WHAT THE TASK ASKS:
Copy the records below in full, replacing each occurrence of "flower cluster" with "bloom cluster" and leaving all other text unchanged.

AVAILABLE DATA:
----------

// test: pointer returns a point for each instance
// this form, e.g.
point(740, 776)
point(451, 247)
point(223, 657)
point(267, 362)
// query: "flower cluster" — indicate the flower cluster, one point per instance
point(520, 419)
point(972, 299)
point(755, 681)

----------

COMPLETE RESPONSE:
// test: pointer returns a point for each instance
// this form, e.g.
point(740, 776)
point(451, 247)
point(223, 657)
point(267, 362)
// query: "bloom cluster" — indicate the bloom cluster, one point per instance
point(520, 419)
point(972, 299)
point(755, 681)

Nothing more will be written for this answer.